**The task**
Turn the part of the records below that opens with the line containing "of the yucca" and closes with the line containing "<point>98,306</point>" into a numbered list, both of those lines included and blank lines left out. List only the lines in that part.

::: Data provided :::

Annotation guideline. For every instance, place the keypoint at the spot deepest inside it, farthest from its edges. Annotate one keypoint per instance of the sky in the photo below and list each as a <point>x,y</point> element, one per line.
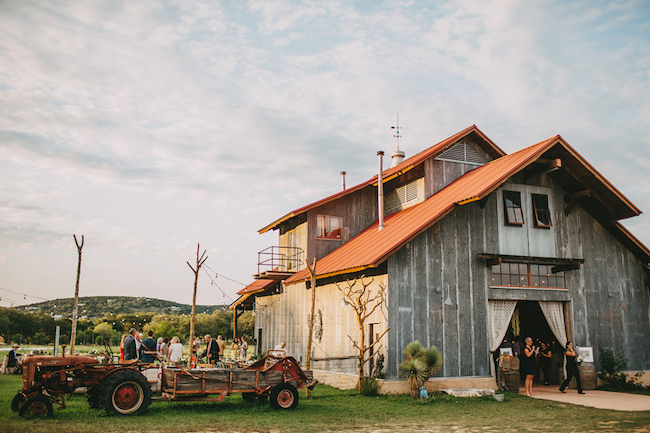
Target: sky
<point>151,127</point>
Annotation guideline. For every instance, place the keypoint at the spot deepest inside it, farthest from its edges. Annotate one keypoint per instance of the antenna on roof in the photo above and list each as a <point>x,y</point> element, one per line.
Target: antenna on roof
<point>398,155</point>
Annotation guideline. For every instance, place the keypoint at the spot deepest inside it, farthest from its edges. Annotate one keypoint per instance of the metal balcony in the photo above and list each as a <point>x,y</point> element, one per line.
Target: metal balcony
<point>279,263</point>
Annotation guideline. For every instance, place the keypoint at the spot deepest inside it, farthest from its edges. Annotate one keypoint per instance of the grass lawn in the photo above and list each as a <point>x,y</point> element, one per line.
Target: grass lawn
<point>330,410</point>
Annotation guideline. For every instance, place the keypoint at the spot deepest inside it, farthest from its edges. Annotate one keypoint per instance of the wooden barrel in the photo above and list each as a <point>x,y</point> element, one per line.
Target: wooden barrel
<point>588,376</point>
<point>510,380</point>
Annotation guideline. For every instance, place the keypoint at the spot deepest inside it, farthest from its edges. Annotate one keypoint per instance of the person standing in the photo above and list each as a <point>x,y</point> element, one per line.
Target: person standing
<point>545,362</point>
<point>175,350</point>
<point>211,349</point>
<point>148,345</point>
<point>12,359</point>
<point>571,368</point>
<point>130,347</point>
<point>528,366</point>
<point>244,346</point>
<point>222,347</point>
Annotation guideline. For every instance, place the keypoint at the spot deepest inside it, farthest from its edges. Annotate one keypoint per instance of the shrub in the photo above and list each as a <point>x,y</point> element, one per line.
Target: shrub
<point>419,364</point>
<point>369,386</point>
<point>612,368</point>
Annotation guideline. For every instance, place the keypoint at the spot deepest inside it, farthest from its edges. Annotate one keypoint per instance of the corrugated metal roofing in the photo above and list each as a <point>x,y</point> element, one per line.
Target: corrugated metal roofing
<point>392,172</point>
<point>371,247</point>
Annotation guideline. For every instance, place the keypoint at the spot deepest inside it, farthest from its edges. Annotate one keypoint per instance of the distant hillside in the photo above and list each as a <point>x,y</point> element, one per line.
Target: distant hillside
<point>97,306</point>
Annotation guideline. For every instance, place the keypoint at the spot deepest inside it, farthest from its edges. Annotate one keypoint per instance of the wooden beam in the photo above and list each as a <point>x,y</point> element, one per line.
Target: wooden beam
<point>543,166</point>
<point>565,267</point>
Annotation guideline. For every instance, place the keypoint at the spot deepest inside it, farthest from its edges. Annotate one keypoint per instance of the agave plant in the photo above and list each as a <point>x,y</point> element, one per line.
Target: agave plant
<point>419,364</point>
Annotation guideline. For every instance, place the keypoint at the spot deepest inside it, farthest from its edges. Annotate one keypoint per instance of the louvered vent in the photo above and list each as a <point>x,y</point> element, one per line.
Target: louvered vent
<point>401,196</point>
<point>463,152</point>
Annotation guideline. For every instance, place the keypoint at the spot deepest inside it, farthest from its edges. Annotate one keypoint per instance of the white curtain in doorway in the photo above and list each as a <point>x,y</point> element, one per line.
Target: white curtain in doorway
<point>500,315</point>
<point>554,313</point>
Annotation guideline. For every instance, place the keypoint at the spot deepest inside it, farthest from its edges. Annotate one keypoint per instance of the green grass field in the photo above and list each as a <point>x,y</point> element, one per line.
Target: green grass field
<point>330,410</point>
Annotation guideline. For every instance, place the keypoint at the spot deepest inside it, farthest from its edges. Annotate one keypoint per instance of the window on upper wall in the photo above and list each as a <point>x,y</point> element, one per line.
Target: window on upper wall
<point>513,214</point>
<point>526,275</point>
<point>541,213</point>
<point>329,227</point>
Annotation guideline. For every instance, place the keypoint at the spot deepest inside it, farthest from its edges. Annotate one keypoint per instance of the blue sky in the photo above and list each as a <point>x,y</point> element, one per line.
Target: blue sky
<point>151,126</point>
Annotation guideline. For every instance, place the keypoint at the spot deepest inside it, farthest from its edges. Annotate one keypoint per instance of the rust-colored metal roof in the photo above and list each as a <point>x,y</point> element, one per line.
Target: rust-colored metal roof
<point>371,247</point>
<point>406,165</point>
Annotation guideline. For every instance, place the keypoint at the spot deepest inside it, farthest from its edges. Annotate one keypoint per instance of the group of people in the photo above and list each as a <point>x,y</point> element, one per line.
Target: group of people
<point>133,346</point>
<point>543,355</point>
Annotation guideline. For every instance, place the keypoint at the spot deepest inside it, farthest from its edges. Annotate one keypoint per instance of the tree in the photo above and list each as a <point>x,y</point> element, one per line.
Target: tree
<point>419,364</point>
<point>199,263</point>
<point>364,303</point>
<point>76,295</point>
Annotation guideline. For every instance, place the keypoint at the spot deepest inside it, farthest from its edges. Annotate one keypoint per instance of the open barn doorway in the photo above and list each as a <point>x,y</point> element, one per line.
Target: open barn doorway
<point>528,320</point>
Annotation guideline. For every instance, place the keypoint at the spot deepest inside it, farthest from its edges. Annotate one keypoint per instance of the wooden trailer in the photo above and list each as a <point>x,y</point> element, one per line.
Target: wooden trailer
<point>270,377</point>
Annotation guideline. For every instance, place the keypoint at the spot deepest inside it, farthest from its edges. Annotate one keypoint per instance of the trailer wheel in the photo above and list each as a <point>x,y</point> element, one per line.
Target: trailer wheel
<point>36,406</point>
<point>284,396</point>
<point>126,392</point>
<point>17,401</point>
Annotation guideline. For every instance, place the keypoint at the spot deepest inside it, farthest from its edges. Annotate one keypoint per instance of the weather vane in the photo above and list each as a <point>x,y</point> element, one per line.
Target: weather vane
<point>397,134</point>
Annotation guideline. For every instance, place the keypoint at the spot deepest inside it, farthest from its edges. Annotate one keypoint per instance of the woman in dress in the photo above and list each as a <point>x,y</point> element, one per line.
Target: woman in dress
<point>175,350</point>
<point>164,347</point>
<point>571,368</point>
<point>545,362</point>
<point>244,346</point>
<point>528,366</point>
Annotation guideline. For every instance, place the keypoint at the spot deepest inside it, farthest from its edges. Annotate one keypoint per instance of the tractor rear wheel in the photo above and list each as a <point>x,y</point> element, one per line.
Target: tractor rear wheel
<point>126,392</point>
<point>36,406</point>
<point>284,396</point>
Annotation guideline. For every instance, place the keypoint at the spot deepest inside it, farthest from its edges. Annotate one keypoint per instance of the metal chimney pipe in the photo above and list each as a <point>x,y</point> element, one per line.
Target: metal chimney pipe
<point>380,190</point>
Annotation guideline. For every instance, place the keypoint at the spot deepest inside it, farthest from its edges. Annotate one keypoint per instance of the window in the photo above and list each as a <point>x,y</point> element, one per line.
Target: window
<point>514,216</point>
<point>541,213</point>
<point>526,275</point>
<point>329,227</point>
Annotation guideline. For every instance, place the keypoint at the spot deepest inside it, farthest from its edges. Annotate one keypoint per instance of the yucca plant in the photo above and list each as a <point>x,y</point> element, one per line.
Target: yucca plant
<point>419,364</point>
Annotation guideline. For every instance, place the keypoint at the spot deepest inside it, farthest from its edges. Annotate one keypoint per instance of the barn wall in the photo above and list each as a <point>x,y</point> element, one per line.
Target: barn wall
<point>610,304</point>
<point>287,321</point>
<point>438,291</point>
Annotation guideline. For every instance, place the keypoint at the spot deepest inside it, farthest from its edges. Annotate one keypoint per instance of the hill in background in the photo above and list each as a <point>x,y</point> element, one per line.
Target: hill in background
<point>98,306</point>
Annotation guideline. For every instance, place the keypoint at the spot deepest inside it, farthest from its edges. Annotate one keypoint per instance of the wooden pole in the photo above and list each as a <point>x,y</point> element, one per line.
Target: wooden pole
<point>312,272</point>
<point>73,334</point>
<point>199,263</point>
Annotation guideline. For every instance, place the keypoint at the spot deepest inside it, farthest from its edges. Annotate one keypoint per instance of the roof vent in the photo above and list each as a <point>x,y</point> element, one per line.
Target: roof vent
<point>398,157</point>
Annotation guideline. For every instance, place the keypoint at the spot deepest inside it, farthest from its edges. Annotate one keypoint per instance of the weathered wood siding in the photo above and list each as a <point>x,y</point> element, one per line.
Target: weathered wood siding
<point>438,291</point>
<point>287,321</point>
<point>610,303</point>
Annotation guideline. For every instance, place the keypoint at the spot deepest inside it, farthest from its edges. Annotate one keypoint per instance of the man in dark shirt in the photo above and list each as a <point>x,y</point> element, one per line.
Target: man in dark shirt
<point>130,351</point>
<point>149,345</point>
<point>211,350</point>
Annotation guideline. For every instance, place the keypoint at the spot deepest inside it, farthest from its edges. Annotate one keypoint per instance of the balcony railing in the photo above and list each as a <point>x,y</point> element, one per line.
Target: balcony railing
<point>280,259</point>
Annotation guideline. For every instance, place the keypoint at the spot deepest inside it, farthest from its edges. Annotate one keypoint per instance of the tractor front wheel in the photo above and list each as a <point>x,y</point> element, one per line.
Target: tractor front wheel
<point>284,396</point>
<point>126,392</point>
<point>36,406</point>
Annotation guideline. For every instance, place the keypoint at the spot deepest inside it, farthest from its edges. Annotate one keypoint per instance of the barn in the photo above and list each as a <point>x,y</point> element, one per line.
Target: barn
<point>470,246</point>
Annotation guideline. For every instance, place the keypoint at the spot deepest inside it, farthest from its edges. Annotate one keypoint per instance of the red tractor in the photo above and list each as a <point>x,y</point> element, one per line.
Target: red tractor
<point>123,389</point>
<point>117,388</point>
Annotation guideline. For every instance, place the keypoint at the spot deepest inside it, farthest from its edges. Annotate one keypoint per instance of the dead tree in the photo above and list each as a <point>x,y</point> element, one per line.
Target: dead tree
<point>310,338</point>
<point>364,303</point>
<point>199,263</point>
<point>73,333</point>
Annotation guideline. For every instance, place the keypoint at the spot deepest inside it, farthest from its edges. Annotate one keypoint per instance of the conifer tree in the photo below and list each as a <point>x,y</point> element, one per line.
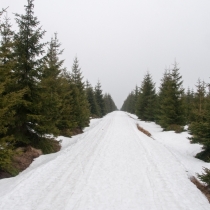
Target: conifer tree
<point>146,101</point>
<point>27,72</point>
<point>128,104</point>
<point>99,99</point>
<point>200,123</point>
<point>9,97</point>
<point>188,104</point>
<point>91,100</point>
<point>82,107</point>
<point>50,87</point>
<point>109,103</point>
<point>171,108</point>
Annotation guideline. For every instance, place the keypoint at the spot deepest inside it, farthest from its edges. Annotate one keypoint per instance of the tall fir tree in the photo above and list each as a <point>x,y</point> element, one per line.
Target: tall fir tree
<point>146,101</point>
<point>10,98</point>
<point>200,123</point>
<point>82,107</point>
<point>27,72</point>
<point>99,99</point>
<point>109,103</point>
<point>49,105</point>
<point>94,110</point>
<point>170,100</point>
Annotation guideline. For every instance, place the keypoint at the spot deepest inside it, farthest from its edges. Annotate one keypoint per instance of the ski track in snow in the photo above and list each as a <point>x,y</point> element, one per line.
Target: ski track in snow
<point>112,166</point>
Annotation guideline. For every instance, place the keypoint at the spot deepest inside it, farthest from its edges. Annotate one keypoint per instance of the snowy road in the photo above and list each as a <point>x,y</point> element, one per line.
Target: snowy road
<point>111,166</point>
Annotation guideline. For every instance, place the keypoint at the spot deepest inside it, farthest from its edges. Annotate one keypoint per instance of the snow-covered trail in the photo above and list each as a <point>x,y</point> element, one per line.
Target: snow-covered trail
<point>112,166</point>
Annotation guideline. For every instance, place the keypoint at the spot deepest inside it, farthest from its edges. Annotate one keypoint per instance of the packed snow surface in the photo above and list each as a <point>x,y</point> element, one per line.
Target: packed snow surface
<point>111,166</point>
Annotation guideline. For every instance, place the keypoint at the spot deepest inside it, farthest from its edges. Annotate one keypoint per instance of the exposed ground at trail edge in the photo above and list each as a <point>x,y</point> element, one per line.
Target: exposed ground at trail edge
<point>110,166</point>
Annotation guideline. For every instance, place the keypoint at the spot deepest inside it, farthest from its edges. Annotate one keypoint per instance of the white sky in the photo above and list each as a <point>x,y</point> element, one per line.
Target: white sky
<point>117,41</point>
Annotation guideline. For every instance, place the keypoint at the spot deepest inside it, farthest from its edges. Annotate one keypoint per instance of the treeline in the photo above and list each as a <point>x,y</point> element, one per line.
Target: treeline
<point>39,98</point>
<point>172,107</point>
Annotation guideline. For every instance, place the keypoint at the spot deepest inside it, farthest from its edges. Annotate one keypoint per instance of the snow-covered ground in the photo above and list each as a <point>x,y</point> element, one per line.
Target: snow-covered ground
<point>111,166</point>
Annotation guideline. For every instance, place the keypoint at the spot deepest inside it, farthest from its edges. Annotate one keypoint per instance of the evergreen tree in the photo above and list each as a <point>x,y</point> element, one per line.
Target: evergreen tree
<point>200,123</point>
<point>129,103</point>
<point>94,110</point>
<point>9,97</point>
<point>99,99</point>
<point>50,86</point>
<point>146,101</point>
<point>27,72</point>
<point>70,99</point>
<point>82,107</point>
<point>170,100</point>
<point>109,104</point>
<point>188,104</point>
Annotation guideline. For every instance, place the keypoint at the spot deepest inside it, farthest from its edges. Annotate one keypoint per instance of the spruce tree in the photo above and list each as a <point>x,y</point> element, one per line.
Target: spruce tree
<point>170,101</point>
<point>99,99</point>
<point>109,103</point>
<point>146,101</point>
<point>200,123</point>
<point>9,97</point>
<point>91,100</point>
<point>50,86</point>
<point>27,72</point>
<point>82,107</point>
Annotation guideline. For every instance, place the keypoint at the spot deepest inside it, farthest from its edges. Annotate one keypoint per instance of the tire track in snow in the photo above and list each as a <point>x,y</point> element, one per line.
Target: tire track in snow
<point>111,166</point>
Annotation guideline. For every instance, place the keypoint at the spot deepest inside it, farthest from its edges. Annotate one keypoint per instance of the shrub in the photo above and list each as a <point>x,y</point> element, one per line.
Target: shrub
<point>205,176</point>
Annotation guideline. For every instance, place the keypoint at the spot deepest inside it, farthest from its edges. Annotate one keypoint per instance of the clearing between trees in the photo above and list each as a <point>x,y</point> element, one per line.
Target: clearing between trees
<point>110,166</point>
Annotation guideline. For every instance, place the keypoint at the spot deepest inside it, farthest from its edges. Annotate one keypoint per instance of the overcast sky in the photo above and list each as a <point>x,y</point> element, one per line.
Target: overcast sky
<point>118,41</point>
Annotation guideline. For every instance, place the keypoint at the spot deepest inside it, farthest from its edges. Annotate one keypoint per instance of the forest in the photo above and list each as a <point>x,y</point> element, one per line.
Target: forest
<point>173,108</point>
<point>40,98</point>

:::

**Final result**
1. Annotation guideline. For every instance, place the keypoint at the spot deepest inside it, farthest from its edges. Annotate one keypoint per instance of the yucca plant in the photo above and list each as a <point>x,y</point> element, one per line.
2. Target: yucca plant
3. <point>419,364</point>
4. Annotation guideline. For every instance, place the keypoint at the spot deepest inside it, farthest from its edges. Annotate one keypoint per instance of the barn wall in the photo above and list each as a <point>x,y</point> element, one per line.
5. Target: barn wall
6. <point>610,304</point>
7. <point>287,321</point>
8. <point>438,291</point>
9. Annotation guideline. For every instance, place the keypoint at the spot deepest inside it, farthest from its edges. Annotate one keypoint per instance of the hill in background in the photo above and list each as a <point>x,y</point> element, one per line.
10. Target: hill in background
11. <point>98,306</point>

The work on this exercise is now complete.